**À faire**
[a] Résumez en deux phrases le texte sur la prescription biennale.
[b] Poursuivez le texte sur la prescription biennale à la suite de sa dernière phrase.

**Extrait du texte**
%%

La haute juridiction administrative doit déterminer si l’exercice d’un recours contentieux par l’agent interrompt la prescription biennale de la créance de l’administration. Elle examine également si l’annulation d’un titre de perception pour vice de forme interdit la régularisation ultérieure du recouvrement par la personne publique. Le Conseil d’État censure le raisonnement des juges d’appel et règle l’affaire au fond en validant l’interruption de la prescription par l’introduction de l’instance. L’étude du régime de la prescription biennale précèdera l’analyse des conséquences attachées à l’annulation contentieuse d’un titre de perception pour un vice de forme.

I. L’interruption de la prescription biennale relative aux rémunérations indues

A. Le champ d’application de la répétition des sommes versées par erreur

Le Conseil d’État rappelle que les créances résultant de paiements indus effectués par les personnes publiques en matière de rémunération peuvent être répétées. Ces dispositions s’appliquent « y compris lorsque ces créances ont pour origine une décision créatrice de droits irrégulière devenue définitive ». Le délai de prescription est fixé à deux années à compter du premier jour du mois suivant la date de mise en paiement du versement erroné. Cette règle générale de prescription biennale régit l’ensemble des sommes indûment versées par les collectivités publiques à leurs agents au titre de leur rémunération globale. En l’absence de dispositions spéciales contraires, les causes d’interruption du délai sont régies par les principes fondamentaux dont s’inspirent les dispositions du code civil.

%%

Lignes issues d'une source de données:

%%

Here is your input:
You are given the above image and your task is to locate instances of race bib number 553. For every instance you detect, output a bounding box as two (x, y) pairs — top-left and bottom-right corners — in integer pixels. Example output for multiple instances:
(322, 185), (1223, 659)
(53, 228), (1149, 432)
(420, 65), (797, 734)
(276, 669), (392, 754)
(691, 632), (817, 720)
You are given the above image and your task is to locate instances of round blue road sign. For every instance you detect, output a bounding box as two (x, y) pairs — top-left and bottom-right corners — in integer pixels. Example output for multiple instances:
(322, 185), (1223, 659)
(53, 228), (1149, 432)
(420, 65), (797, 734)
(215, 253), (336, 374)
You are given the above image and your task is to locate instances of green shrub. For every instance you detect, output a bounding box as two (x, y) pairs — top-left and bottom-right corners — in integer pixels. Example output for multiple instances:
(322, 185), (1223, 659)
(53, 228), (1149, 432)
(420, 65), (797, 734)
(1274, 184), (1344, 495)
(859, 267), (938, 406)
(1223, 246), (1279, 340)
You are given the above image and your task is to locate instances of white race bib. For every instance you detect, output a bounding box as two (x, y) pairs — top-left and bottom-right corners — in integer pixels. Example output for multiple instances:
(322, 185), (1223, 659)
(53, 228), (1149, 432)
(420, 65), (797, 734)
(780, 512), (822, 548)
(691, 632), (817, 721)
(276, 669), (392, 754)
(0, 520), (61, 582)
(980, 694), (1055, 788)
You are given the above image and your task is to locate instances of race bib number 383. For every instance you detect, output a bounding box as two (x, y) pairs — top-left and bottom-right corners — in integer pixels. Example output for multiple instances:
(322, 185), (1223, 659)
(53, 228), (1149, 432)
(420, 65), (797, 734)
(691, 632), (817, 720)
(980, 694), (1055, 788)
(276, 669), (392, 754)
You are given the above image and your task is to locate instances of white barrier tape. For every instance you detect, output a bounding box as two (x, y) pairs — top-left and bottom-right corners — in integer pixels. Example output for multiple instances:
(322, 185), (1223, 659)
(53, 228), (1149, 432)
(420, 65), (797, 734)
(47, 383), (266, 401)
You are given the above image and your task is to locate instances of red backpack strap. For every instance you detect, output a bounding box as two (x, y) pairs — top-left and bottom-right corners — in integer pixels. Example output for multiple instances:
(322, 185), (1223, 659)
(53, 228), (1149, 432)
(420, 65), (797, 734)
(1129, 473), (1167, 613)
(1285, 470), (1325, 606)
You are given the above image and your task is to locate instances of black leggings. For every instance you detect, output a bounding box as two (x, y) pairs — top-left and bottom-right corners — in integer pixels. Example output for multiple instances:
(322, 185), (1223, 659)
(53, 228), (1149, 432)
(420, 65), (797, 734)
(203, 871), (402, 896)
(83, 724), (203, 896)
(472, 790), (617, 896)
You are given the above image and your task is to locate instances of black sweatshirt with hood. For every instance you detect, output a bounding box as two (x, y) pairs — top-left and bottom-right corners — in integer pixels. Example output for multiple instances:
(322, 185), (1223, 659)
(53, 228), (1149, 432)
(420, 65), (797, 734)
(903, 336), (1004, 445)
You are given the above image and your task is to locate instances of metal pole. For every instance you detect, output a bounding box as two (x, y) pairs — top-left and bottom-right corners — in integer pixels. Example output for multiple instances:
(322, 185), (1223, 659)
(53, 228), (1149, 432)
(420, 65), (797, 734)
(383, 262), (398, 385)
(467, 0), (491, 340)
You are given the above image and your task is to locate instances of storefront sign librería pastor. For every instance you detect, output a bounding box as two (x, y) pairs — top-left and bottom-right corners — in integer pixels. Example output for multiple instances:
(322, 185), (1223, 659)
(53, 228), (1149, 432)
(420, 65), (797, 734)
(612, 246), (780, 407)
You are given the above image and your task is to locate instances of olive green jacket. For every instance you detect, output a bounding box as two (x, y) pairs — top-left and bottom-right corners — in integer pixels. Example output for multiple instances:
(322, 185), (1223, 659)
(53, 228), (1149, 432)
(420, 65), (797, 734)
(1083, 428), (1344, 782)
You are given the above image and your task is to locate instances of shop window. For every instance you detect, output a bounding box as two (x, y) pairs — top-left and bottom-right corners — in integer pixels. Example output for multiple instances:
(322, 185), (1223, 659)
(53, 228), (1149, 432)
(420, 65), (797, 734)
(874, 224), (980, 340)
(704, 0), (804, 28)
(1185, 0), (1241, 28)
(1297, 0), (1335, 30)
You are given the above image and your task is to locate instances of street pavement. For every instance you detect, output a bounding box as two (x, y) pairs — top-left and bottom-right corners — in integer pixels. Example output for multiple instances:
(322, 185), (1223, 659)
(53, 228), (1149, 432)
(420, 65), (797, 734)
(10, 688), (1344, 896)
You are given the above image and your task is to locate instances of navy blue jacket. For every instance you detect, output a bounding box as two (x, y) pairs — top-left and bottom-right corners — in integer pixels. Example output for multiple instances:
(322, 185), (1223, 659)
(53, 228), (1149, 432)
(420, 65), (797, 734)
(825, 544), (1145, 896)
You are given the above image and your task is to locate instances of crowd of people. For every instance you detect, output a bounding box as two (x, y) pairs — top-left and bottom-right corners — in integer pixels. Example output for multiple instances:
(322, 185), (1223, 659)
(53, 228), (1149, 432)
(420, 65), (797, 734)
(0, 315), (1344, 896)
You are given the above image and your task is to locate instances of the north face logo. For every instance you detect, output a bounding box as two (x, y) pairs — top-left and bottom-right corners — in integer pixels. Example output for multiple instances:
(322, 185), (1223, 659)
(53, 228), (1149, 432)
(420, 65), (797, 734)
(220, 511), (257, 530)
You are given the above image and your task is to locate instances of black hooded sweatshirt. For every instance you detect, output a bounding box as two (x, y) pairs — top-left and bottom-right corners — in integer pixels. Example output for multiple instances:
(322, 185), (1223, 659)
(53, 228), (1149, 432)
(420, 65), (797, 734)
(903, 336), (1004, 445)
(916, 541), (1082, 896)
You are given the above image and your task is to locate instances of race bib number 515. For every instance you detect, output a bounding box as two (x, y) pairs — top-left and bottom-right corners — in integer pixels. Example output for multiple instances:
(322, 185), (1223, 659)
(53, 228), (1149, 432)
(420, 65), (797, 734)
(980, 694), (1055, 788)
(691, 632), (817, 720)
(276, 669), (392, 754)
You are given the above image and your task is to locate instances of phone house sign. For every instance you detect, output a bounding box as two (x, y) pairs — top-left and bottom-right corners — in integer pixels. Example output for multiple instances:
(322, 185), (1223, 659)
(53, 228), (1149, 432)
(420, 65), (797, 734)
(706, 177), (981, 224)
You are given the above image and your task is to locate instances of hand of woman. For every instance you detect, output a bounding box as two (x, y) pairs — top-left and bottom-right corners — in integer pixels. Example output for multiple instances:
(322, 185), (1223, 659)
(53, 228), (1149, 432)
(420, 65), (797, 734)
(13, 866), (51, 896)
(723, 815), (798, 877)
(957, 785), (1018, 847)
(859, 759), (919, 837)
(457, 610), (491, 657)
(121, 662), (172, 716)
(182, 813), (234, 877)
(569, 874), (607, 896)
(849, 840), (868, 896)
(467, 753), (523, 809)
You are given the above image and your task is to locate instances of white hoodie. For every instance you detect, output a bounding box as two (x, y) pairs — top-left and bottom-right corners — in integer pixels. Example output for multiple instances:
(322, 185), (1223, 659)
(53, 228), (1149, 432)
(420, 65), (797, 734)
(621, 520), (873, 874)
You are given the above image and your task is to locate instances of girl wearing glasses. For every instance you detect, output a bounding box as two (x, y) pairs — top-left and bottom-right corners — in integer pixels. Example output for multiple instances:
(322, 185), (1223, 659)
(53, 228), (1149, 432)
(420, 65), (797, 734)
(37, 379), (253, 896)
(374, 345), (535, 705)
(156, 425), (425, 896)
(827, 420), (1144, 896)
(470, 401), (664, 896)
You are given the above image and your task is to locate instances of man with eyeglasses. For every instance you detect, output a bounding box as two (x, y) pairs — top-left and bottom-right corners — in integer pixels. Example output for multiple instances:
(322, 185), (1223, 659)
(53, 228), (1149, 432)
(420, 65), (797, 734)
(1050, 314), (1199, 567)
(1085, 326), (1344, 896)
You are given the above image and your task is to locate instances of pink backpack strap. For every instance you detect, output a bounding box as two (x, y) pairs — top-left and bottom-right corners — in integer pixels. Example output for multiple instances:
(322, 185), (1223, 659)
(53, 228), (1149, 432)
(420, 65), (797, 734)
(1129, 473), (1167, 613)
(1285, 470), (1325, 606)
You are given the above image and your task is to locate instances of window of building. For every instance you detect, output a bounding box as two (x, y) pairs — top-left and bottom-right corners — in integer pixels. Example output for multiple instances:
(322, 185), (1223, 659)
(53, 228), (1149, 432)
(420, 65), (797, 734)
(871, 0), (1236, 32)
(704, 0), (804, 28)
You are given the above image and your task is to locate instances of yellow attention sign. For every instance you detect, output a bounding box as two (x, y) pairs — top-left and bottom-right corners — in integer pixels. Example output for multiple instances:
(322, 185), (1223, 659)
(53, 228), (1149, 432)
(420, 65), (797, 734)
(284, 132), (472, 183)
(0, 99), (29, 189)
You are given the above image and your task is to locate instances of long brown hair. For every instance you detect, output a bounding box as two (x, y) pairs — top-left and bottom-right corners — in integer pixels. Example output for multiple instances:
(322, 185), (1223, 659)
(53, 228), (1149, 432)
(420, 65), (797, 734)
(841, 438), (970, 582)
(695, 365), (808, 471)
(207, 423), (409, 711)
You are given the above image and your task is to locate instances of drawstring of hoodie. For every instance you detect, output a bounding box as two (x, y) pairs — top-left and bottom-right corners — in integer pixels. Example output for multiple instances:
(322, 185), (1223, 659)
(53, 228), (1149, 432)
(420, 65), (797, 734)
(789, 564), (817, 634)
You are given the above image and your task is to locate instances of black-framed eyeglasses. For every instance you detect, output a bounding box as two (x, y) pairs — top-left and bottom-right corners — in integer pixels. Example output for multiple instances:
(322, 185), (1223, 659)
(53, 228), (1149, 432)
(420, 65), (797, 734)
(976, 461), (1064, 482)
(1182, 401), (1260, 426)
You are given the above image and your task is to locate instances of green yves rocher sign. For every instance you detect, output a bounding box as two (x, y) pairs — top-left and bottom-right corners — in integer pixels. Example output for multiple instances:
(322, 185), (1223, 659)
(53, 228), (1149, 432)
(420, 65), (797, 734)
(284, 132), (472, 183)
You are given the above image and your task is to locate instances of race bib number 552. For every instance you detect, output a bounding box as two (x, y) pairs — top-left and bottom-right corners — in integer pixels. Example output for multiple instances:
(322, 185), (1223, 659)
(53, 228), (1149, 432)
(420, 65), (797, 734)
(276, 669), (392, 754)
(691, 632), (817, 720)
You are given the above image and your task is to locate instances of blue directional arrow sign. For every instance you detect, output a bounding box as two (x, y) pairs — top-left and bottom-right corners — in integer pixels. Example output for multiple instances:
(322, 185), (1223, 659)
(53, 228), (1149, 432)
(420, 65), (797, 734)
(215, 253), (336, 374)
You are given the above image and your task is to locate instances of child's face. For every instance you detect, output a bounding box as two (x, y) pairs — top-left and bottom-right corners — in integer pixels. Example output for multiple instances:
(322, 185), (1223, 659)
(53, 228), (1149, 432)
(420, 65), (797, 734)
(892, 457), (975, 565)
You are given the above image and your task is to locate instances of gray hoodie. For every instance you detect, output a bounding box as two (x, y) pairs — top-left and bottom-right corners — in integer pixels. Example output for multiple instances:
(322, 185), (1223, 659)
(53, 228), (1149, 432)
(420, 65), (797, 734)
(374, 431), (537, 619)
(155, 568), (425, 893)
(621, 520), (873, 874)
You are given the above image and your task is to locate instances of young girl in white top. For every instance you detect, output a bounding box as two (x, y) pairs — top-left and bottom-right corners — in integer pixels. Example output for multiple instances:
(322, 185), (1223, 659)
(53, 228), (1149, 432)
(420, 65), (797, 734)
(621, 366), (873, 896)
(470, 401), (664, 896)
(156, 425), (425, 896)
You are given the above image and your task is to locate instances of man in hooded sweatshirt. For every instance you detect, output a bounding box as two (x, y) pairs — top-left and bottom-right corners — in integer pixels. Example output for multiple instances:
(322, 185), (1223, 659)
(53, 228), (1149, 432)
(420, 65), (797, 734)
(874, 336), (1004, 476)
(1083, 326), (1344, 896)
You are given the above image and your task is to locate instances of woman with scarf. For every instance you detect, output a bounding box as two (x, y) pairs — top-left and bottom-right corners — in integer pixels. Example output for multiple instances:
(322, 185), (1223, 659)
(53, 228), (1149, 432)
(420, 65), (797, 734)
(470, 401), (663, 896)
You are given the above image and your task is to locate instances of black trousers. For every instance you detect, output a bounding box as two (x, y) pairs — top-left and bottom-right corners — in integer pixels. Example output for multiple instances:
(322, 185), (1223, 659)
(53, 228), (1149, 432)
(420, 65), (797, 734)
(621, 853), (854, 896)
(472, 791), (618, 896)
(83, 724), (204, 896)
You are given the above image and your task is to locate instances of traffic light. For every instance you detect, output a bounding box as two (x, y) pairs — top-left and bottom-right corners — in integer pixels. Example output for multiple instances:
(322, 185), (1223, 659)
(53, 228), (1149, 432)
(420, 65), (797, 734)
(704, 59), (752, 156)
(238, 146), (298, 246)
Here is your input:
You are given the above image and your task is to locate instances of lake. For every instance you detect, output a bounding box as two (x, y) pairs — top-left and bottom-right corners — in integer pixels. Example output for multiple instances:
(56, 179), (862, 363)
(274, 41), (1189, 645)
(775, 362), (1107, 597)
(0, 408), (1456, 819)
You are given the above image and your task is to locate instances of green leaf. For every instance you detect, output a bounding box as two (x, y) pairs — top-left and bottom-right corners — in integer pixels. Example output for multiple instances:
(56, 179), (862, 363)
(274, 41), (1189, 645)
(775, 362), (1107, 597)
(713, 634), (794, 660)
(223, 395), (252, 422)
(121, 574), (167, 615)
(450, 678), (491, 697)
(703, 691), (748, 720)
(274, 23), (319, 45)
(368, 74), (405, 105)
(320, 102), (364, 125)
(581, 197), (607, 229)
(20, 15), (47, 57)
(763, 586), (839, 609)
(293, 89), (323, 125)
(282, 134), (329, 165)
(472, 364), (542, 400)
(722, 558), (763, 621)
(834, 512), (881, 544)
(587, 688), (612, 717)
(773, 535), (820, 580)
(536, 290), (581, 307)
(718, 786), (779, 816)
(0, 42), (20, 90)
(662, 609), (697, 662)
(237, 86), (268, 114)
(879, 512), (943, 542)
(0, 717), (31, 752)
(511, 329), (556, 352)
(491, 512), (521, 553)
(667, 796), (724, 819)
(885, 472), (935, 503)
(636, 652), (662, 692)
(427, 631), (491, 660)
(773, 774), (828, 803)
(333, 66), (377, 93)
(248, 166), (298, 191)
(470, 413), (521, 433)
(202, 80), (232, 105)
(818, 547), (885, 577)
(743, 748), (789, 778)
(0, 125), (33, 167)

%%

**Résultats de l'exercice**
[a] Le Conseil d'État doit dire si le recours contentieux de l'agent interrompt la prescription biennale de la créance de l'administration et si l'annulation d'un titre de perception pour vice de forme empêche de régulariser ensuite le recouvrement ; il censure les juges d'appel et juge, au fond, que l'introduction de l'instance interrompt la prescription. Il rappelle que les rémunérations versées à tort par les personnes publiques peuvent être répétées dans un délai de deux ans à compter du premier jour du mois suivant leur mise en paiement, les causes d'interruption relevant, sauf disposition spéciale, des principes dont s'inspire le code civil.

[b]
B. Le caractère interruptif du recours juridictionnel formé par l’agent

La décision affirme qu’un « recours juridictionnel, quel que soit l’auteur du recours, interrompt le délai de prescription » applicable à la créance de l’administration. L’interruption résultant de cette demande en justice produit ses effets de manière continue jusqu’à l’extinction définitive de l’instance engagée devant le juge administratif. La lettre informant l’agent de l’intention de répéter l’indu ou la notification d’un titre de perception interrompent également la prescription à leur date. La cour administrative d’appel a commis une erreur de droit en jugeant que l’annulation d’un titre entraînait la disparition rétroactive de son effet interruptif. Le Conseil d’État rétablit ici la portée de l’acte interruptif qui préserve les droits de la puissance publique malgré les irrégularités formelles de l’acte initial.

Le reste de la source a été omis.